• _EXERCISE REQUIREMENTS_
Your answer should be the lines below from the one with "Find the white vehicle" to the one with "Find the person", both included, given again exactly and with nothing added.

*** Block opens ***

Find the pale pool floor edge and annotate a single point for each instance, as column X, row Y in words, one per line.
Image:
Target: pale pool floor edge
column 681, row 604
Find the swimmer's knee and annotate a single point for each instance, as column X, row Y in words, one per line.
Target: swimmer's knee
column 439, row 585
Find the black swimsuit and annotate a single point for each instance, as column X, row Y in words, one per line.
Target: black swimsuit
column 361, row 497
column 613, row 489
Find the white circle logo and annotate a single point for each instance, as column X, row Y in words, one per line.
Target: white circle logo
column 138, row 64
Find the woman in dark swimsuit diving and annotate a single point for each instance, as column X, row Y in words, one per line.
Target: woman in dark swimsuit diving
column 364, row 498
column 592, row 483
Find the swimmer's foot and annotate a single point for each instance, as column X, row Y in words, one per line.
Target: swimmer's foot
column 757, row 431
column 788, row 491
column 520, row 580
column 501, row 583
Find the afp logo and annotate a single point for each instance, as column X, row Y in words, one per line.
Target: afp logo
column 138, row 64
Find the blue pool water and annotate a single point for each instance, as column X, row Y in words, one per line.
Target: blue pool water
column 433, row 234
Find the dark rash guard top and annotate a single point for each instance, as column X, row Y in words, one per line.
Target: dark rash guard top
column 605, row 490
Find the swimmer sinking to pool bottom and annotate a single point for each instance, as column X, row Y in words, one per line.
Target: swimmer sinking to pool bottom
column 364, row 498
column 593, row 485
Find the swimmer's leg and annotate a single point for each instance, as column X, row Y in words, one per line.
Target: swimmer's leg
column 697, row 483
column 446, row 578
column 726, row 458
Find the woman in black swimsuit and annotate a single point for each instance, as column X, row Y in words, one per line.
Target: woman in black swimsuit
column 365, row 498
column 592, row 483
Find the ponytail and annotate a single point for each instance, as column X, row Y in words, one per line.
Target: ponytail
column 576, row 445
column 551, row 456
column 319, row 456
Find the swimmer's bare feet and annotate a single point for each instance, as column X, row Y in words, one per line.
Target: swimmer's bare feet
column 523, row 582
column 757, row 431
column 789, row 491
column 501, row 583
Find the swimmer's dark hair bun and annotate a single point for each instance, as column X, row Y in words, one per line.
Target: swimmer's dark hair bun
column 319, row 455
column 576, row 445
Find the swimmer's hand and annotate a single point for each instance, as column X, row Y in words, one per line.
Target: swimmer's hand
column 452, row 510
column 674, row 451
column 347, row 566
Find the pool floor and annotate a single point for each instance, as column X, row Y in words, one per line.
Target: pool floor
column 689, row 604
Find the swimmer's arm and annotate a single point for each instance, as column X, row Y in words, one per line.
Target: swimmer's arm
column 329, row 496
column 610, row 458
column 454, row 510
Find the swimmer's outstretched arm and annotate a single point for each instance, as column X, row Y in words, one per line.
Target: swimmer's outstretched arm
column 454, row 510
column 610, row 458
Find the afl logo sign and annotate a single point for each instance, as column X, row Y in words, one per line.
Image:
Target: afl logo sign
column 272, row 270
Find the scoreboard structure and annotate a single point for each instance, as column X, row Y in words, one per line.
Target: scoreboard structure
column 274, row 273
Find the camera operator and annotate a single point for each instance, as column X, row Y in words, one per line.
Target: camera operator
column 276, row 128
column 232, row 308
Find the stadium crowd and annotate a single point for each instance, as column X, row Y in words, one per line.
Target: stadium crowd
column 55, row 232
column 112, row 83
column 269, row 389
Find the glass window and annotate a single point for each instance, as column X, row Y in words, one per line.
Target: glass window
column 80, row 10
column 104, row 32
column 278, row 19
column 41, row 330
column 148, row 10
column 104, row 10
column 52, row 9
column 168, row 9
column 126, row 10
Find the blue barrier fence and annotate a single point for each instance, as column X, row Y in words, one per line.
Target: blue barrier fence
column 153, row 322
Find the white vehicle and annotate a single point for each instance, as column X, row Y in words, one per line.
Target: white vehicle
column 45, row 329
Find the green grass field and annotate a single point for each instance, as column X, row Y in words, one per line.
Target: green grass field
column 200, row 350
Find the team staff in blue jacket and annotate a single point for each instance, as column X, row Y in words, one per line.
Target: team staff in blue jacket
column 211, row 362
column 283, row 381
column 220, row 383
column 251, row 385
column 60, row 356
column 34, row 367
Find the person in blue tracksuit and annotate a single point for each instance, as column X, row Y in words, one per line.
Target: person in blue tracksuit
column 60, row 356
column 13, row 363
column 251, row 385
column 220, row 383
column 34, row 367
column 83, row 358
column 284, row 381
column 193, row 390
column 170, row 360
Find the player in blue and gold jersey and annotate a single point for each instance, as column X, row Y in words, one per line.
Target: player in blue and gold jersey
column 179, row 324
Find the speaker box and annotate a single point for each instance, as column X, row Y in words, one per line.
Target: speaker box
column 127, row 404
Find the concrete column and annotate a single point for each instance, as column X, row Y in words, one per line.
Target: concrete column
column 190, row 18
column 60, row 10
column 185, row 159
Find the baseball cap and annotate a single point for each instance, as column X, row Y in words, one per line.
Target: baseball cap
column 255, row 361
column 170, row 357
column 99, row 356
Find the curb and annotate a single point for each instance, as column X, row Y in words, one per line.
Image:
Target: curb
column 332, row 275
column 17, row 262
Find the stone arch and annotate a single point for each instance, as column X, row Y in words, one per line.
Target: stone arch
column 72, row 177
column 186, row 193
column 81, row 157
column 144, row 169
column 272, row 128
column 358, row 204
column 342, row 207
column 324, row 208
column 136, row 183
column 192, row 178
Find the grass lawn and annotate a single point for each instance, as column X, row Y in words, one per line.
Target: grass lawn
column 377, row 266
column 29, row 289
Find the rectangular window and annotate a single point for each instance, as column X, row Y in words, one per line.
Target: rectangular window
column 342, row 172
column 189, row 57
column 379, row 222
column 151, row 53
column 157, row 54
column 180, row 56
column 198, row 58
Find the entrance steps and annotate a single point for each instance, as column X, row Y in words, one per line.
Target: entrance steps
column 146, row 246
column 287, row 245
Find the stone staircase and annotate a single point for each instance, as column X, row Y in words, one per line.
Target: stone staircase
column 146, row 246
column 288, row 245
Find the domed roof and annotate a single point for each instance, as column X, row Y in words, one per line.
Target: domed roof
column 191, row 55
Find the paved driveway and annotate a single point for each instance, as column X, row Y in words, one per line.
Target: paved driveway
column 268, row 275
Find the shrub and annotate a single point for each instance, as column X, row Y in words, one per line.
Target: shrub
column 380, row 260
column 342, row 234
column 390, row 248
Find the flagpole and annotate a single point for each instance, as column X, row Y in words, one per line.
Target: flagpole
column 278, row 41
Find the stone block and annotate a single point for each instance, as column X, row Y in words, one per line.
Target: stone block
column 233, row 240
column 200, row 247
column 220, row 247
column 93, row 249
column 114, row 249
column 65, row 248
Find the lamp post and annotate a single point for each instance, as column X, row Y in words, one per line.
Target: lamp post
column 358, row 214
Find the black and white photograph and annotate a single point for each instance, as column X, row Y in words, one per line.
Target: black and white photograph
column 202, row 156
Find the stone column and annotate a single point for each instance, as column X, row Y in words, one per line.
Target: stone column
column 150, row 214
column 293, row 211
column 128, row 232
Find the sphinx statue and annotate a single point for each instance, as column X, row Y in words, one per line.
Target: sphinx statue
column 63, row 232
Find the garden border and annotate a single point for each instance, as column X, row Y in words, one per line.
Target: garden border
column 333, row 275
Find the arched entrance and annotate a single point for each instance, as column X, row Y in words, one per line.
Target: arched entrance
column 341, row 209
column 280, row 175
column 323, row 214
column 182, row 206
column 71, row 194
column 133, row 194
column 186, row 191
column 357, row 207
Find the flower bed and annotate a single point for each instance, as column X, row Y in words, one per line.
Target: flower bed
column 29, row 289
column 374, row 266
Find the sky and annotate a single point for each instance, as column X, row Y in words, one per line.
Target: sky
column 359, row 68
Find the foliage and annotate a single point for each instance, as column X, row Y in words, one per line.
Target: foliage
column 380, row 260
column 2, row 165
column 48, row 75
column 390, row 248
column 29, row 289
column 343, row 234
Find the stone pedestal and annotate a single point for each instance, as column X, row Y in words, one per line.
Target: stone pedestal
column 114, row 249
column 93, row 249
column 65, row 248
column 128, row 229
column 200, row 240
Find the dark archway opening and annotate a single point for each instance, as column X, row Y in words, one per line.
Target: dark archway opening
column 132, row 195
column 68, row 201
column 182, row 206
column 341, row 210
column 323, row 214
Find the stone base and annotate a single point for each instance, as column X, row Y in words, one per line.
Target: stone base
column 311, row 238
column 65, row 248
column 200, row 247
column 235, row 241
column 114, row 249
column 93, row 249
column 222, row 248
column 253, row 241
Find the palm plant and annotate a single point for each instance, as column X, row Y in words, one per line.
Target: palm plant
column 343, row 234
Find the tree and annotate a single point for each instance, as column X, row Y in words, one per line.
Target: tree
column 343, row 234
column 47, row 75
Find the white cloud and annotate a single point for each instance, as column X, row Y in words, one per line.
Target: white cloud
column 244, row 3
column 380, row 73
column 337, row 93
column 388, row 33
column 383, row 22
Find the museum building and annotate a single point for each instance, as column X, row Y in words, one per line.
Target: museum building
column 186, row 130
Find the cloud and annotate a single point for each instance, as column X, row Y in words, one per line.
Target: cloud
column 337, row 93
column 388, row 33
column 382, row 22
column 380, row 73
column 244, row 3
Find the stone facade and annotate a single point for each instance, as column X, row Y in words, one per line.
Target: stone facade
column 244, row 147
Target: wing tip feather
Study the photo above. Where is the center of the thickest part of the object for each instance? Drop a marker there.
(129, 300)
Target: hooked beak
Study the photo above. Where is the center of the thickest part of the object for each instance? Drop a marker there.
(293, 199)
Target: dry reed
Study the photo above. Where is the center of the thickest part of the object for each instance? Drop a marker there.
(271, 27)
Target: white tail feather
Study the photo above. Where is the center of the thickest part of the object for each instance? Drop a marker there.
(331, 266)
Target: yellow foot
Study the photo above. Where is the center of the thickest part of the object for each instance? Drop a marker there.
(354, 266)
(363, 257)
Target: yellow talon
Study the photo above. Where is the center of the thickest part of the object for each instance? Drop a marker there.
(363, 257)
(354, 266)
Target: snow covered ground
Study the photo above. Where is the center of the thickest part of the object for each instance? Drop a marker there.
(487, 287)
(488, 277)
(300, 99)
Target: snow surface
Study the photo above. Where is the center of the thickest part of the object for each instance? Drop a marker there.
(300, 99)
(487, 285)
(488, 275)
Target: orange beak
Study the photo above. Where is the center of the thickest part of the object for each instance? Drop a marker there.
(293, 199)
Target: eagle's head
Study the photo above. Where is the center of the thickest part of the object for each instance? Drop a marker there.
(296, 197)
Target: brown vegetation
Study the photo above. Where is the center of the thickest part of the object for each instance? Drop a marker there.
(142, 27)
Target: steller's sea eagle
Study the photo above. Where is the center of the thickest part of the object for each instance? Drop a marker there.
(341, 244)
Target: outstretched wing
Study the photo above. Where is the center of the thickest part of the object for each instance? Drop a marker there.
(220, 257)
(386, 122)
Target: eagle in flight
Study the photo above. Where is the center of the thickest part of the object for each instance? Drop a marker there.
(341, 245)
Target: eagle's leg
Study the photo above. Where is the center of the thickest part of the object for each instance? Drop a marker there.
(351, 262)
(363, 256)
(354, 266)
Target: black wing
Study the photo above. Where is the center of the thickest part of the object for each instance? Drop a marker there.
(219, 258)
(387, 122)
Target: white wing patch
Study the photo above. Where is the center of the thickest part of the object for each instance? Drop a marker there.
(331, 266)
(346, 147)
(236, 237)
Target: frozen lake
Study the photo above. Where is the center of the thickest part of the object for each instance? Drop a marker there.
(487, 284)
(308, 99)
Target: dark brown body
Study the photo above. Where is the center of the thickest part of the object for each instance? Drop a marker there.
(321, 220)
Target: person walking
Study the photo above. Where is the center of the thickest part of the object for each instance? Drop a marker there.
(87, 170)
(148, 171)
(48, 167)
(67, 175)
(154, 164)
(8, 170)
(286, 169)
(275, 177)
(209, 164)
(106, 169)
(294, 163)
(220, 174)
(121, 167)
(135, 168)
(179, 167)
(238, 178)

*** Block closes ***

• _SOLUTION BELOW_
Find the white vehicle and annotate a single point for each instance, as column X, row Y in words, one per line.
Target: white vehicle
column 45, row 329
Find the green grass field and annotate a single point for each instance, as column X, row Y in words, one per line.
Target: green grass field
column 200, row 350
Find the team staff in blue jacket and annotate a single point for each instance, as column X, row Y in words, one per line.
Target: team staff in blue jacket
column 211, row 362
column 283, row 381
column 220, row 383
column 251, row 385
column 60, row 356
column 34, row 367
Find the person in blue tracksuit and annotate a single point for each instance, as column X, row Y in words, one per line.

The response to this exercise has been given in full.